Folklore and Facts About Managerial Work

There are four myths about the manager’s job that do not bear up under careful scrutiny of the facts.

Folklore: The manager is a reflective, systematic planner. The evidence on this issue is overwhelming, but not a shred of it supports this statement.

Fact: Study after study has shown that managers work at an unrelenting pace, that their activities are characterized by brevity, variety, and discontinuity, and that they are strongly oriented to action and dislike reflective activities. Consider this evidence:

Half the activities engaged in by the five chief executives of my study lasted less than nine minutes, and only 10% exceeded one hour.1 A study of 56 U.S. foremen found that they averaged 583 activities per eight-hour shift, an average of 1 every 48 seconds.2 The work pace for both chief executives and foremen was unrelenting. The chief executives met a steady stream of callers and mail from the moment they arrived in the morning until they left in the evening. Coffee breaks and lunches were inevitably work related, and ever-present subordinates seemed to usurp any free moment.

A diary study of 160 British middle and top managers found that they worked without interruption for a half hour or more only about once every two days.3

How often can you work for a half an hour without interruption?

Of the verbal contacts the chief executives in my study engaged in, 93% were arranged on an ad hoc basis. Only 1% of the executives’ time was spent in open-ended observational tours. Only 1 out of 368 verbal contacts was unrelated to a specific issue and could therefore be called general planning. Another researcher found that “in not one single case did a manager report obtaining important external information from a general conversation or other undirected personal communication.”4

Is this the planner that the classical view describes? Hardly. The manager is simply responding to the pressures of the job. I found that my chief executives terminated many of their own activities, often leaving meetings before the end, and interrupted their desk work to call in subordinates. One president not only placed his desk so that he could look down a long hallway but also left his door open when he was alone—an invitation for subordinates to come in and interrupt him.

Clearly, these managers wanted to encourage the flow of current information. But more significantly, they seemed to be conditioned by their own work loads. They appreciated the opportunity cost of their own time, and they were continually aware of their ever-present obligations—mail to be answered, callers to attend to, and so on. It seems that a manager is always plagued by the possibilities of what might be done and what must be done.

Items in a dataset
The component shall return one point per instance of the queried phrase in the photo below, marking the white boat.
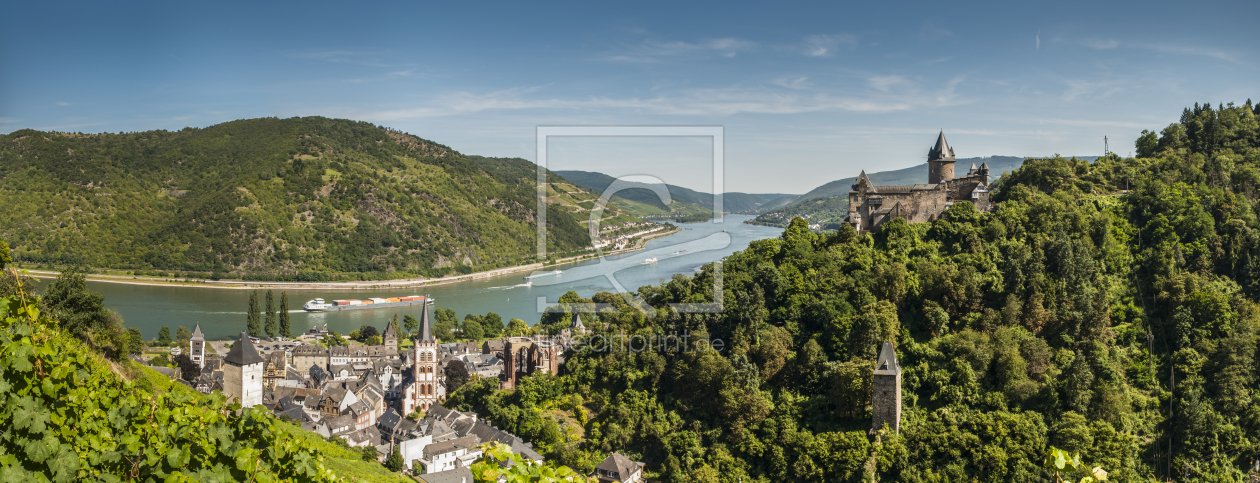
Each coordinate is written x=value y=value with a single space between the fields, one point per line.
x=542 y=275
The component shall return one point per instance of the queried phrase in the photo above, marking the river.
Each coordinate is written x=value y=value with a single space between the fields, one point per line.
x=222 y=313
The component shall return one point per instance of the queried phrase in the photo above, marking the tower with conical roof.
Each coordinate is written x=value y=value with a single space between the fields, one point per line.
x=940 y=162
x=886 y=391
x=197 y=347
x=242 y=373
x=426 y=390
x=389 y=338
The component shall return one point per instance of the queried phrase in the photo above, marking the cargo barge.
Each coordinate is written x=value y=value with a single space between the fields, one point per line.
x=386 y=303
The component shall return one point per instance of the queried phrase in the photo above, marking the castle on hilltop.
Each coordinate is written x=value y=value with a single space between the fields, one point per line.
x=871 y=206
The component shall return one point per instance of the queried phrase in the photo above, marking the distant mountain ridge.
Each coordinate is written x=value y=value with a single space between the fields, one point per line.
x=294 y=198
x=644 y=196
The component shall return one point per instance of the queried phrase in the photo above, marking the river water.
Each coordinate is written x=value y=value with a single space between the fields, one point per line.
x=222 y=312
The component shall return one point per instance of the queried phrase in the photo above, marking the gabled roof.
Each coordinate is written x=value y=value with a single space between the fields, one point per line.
x=619 y=465
x=887 y=362
x=243 y=352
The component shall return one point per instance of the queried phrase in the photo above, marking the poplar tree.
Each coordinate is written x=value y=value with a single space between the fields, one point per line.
x=253 y=322
x=284 y=314
x=271 y=315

● **Given instruction 1**:
Decide whether each statement agrees with the text on managerial work above, answering yes or no and quoting the words from the text that settle it.
(a) The study of foremen covered 56 U.S. foremen.
(b) The British diary study found that managers worked without interruption for a half hour or more about once a day.
(c) Only 1% of the chief executives' time was spent in open-ended observational tours.
● **Given instruction 2**: Carry on the text on managerial work from its last sentence.

● **Output 1**:
(a) Yes: "A study of 56 U.S. foremen found that they averaged 583 activities per eight-hour shift"
(b) No: "they worked without interruption for a half hour or more only about once every two days"
(c) Yes: "Only 1% of the executives’ time was spent in open-ended observational tours."

● **Output 2**:
When managers must plan, they seem to do so implicitly in the context of daily actions, not in some abstract process reserved for two weeks in the organization’s mountain retreat. The plans of the chief executives I studied seemed to exist only in their heads—as flexible, but often specific, intentions. The traditional literature notwithstanding, the job of managing does not breed reflective planners; managers respond to stimuli, they are conditioned by their jobs to prefer live to delayed action.

Folklore: The effective manager has no regular duties to perform. Managers are constantly being told to spend more time planning and delegating and less time seeing customers and engaging in negotiations. These are not, after all, the true tasks of the manager. To use the popular analogy, the good manager, like the good conductor, carefully orchestrates everything in advance, then sits back, responding occasionally to an unforeseeable exception. But here again the pleasant abstraction just does not seem to hold up.

Fact: Managerial work involves performing a number of regular duties, including ritual and ceremony, negotiations, and processing of soft information that links the organization with its environment. Consider some evidence from the research:

A study of the work of the presidents of small companies found that they engaged in routine activities because their companies could not afford staff specialists and were so thin on operating personnel that a single absence often required the president to substitute.5

One study of field sales managers and another of chief executives suggest that it is a natural part of both jobs to see important customers, assuming the managers wish to keep those customers.6

Someone, only half in jest, once described the manager as the person who sees visitors so that other people can get their work done. In my study, I found that certain ceremonial duties—meeting visiting dignitaries, giving out gold watches, presiding at Christmas dinners—were an intrinsic part of the chief executive’s job.

Studies of managers’ information flow suggest that managers play a key role in securing “soft” external information (much of it available only to them because of their status) and in passing it along to their subordinates.

Folklore: The senior manager needs aggregated information, which a formal management information system best provides. Not too long ago, the words total information system were everywhere in the management literature. In keeping with the classical view of the manager as that individual perched on the apex of a regulated, hierarchical system, the literature’s manager was to receive all important information from a giant, comprehensive MIS.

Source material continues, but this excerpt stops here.